» **WHAT IS REQUIRED**
Each record below should be given again exactly as it reads.
┌─ DATA IN THIS EXERCISE
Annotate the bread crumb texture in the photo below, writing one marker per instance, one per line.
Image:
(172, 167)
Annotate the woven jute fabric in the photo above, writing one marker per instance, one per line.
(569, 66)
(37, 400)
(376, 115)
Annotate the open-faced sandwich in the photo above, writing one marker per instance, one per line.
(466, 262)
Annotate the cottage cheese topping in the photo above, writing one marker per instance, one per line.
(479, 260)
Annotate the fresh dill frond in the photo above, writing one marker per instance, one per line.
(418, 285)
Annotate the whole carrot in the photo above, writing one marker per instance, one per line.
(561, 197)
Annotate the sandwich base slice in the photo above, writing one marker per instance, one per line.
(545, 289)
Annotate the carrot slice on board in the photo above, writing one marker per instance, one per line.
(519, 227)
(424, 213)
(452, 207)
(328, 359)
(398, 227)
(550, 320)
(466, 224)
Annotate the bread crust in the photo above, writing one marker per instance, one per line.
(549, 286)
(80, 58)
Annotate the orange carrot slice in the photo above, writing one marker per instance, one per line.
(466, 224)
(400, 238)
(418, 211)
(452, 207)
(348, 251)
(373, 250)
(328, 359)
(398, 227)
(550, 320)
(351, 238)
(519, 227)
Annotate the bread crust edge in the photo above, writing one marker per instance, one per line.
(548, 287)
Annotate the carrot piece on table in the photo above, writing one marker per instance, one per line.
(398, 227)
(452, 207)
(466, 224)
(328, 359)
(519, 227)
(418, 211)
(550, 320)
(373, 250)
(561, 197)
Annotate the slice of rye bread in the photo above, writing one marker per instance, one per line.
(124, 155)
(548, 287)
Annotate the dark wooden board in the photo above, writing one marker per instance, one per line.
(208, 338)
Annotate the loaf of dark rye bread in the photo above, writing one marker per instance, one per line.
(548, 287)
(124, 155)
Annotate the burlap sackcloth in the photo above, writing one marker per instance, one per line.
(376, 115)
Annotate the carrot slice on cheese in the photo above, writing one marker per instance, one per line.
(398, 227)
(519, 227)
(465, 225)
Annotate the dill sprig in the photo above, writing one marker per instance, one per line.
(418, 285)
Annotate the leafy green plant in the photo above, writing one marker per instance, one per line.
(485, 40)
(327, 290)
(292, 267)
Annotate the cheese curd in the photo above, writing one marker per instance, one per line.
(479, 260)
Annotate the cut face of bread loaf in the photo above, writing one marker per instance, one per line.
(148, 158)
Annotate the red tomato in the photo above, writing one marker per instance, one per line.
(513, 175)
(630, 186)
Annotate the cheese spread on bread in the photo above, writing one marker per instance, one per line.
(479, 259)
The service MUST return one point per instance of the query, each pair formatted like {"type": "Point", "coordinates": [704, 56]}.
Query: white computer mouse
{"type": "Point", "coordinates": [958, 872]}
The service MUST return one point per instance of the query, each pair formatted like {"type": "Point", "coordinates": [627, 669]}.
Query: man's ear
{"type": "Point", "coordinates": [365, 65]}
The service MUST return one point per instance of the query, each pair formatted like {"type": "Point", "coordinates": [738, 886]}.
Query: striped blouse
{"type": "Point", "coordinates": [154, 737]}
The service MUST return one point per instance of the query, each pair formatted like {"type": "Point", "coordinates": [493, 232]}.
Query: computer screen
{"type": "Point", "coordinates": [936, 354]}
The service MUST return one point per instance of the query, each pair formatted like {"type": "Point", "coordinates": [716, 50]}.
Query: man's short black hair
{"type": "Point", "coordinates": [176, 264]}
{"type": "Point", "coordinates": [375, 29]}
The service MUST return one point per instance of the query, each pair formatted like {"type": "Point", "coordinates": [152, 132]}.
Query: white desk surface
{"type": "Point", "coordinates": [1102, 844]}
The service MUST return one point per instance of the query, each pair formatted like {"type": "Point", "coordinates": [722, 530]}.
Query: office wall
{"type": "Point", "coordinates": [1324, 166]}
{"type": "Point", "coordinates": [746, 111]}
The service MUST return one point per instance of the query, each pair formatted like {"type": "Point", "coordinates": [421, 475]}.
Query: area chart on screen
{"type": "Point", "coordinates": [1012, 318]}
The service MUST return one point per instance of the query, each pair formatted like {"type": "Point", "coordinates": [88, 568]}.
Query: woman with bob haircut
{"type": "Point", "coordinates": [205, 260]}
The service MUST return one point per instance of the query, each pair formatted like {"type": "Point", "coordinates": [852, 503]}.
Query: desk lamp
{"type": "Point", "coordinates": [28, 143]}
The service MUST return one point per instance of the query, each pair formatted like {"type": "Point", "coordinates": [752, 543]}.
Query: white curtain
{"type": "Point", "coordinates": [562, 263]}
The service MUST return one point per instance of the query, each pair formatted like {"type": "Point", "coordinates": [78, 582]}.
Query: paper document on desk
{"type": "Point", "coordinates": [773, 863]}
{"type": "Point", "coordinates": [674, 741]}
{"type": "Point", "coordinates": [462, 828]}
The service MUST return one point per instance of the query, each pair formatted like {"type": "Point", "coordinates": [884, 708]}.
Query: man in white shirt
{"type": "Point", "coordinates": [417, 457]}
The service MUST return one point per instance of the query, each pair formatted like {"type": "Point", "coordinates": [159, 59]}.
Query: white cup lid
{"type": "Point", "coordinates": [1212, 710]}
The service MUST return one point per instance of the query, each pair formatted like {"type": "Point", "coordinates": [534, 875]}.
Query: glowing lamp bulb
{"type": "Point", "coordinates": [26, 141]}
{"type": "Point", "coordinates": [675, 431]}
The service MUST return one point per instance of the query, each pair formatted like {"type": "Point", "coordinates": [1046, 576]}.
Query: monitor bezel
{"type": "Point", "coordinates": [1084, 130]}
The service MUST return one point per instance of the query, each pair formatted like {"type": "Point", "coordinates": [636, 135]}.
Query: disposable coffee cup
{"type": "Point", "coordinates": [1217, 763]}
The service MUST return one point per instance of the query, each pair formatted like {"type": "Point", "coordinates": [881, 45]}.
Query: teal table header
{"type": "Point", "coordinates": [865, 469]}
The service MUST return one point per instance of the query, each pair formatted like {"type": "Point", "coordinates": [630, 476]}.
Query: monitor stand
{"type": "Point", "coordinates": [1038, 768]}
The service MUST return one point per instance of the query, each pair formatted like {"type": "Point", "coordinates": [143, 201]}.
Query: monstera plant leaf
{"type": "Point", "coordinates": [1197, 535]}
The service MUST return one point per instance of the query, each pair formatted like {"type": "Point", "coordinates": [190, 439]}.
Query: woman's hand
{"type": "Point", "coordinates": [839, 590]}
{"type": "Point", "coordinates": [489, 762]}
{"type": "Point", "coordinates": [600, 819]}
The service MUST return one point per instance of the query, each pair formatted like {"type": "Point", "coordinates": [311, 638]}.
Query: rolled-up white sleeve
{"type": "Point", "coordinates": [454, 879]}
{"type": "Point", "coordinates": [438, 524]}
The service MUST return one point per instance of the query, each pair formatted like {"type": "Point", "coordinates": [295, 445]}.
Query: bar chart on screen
└─
» **ANSWER TO THE PROBLEM**
Annotate the bread crumb texture in the photo below, writing one marker per instance, one per line.
Image:
(172, 167)
Annotate the woven jute fabric in the photo above, writing one marker per instance, one per line.
(569, 66)
(37, 400)
(376, 115)
Annotate the open-faced sandwich in the photo above, writing one marker per instance, one per line.
(466, 262)
Annotate the cottage cheese topping in the photo above, writing one marker per instance, one per line.
(479, 260)
Annotate the fresh dill frond in the photo above, writing one marker per instance, one per line.
(418, 285)
Annotate the whole carrot in the photo above, writing one marker per instance, one per line.
(561, 197)
Annotate the sandwich base slice in the photo above, writing one marker per instance, one per line.
(545, 289)
Annotate the carrot slice on board in the photo above, writing one marker per instance, one per line.
(519, 227)
(424, 213)
(452, 207)
(328, 359)
(398, 227)
(550, 320)
(466, 224)
Annotate the bread crust in the photo above, writing one marker per instance, one per line.
(549, 286)
(80, 58)
Annotate the orange carrot slice in the photo above, writing one marker per instance, one per line.
(466, 224)
(400, 238)
(418, 211)
(452, 207)
(348, 251)
(373, 250)
(328, 359)
(398, 227)
(550, 320)
(351, 238)
(519, 227)
Annotate the bread crust edge in the photo above, writing one marker per instance, one per line.
(548, 287)
Annotate the carrot piece on table in the photo above, writing one marker per instance, one per line.
(398, 227)
(452, 207)
(466, 224)
(328, 359)
(519, 227)
(418, 211)
(550, 320)
(373, 250)
(561, 197)
Annotate the slice of rye bread in the photo above, writing one marker per instance, one per line.
(124, 155)
(548, 287)
Annotate the dark wooden board in the photo above, writing one marker per instance, one per line.
(208, 338)
Annotate the loaf of dark rye bread in the photo above, writing one marker per instance, one per line.
(548, 287)
(124, 155)
Annotate the burlap sackcloth in the photo above, writing one marker per instance, one per line.
(376, 115)
Annotate the carrot slice on cheese in the photo above, writing one marker per instance, one per line.
(398, 227)
(519, 227)
(465, 225)
Annotate the dill sprig in the photo above, writing one marker per instance, one per line.
(418, 285)
Annotate the leafy green plant in the photo above, writing one marker per instance, one per line.
(485, 40)
(327, 290)
(292, 267)
Annotate the cheese curd in the photo above, writing one marker per instance, one per line.
(479, 260)
Annotate the cut face of bread loaf in the photo above, writing one marker per instance, one per line.
(148, 158)
Annotate the red tomato in the photo above, writing one marker per instance, one per line.
(513, 175)
(630, 186)
Annotate the cheese spread on bread in the photo above, writing one marker per instance, one per line.
(479, 259)
The service MUST return one point per instance of the query, each pair formatted like {"type": "Point", "coordinates": [704, 56]}.
Query: white computer mouse
{"type": "Point", "coordinates": [958, 872]}
The service MUST return one point per instance of the query, each pair formatted like {"type": "Point", "coordinates": [627, 669]}.
Query: man's ear
{"type": "Point", "coordinates": [365, 65]}
The service MUST return one point per instance of the query, each pair formatted like {"type": "Point", "coordinates": [738, 886]}.
Query: striped blouse
{"type": "Point", "coordinates": [154, 737]}
The service MUST return one point per instance of the query, each pair formatted like {"type": "Point", "coordinates": [493, 232]}.
Query: computer screen
{"type": "Point", "coordinates": [936, 354]}
The service MUST return one point per instance of the query, each pair formatted like {"type": "Point", "coordinates": [716, 50]}.
Query: man's short black hair
{"type": "Point", "coordinates": [176, 264]}
{"type": "Point", "coordinates": [375, 29]}
The service MUST return one point per instance of the query, each pair formatted like {"type": "Point", "coordinates": [152, 132]}.
Query: white desk surface
{"type": "Point", "coordinates": [1102, 844]}
The service MUST return one point per instance of the query, each pair formatted like {"type": "Point", "coordinates": [722, 530]}.
Query: office wall
{"type": "Point", "coordinates": [1324, 166]}
{"type": "Point", "coordinates": [746, 111]}
The service MUST return one point per instance of the query, each pair formatted like {"type": "Point", "coordinates": [421, 475]}.
Query: area chart on screen
{"type": "Point", "coordinates": [1012, 318]}
The service MUST return one point per instance of the query, each pair formatted like {"type": "Point", "coordinates": [88, 568]}.
Query: woman with bob haircut
{"type": "Point", "coordinates": [205, 260]}
The service MUST return one point per instance of the query, each pair formatted like {"type": "Point", "coordinates": [852, 503]}.
Query: desk lamp
{"type": "Point", "coordinates": [28, 143]}
The service MUST return one point per instance of the query, each pair formatted like {"type": "Point", "coordinates": [752, 543]}.
Query: white curtain
{"type": "Point", "coordinates": [562, 263]}
The service MUST return one point per instance of the query, each pair formatted like {"type": "Point", "coordinates": [78, 582]}.
Query: paper document on desk
{"type": "Point", "coordinates": [773, 863]}
{"type": "Point", "coordinates": [674, 741]}
{"type": "Point", "coordinates": [462, 828]}
The service MUST return one point per instance of the query, each pair formatted like {"type": "Point", "coordinates": [884, 708]}.
Query: man in white shirt
{"type": "Point", "coordinates": [417, 457]}
The service MUST return one point per instance of the query, each pair formatted like {"type": "Point", "coordinates": [159, 59]}.
Query: white cup lid
{"type": "Point", "coordinates": [1212, 710]}
The service MUST return one point per instance of the query, each pair formatted like {"type": "Point", "coordinates": [534, 875]}.
Query: glowing lamp bulb
{"type": "Point", "coordinates": [26, 141]}
{"type": "Point", "coordinates": [675, 431]}
The service MUST return one point per instance of the query, each pair formatted like {"type": "Point", "coordinates": [1046, 576]}.
Query: monitor bezel
{"type": "Point", "coordinates": [1084, 130]}
The service MUST return one point per instance of the query, each pair formatted like {"type": "Point", "coordinates": [636, 135]}.
Query: disposable coffee cup
{"type": "Point", "coordinates": [1217, 763]}
The service MUST return one point per instance of the query, each pair formatted like {"type": "Point", "coordinates": [881, 45]}.
Query: teal table header
{"type": "Point", "coordinates": [865, 469]}
The service MUST return one point per instance of the query, each pair formatted like {"type": "Point", "coordinates": [630, 476]}.
Query: monitor stand
{"type": "Point", "coordinates": [1038, 768]}
The service MUST return one point per instance of the query, each pair formatted like {"type": "Point", "coordinates": [143, 201]}.
Query: monstera plant leaf
{"type": "Point", "coordinates": [1197, 535]}
The service MUST return one point per instance of the query, each pair formatted like {"type": "Point", "coordinates": [190, 439]}.
Query: woman's hand
{"type": "Point", "coordinates": [839, 590]}
{"type": "Point", "coordinates": [489, 762]}
{"type": "Point", "coordinates": [600, 819]}
The service MUST return one point per instance of the query, each pair formatted like {"type": "Point", "coordinates": [311, 638]}.
Query: rolled-up white sleeve
{"type": "Point", "coordinates": [454, 879]}
{"type": "Point", "coordinates": [438, 524]}
The service MUST return one point per instance of the query, each pair formatted like {"type": "Point", "coordinates": [295, 445]}.
Query: bar chart on screen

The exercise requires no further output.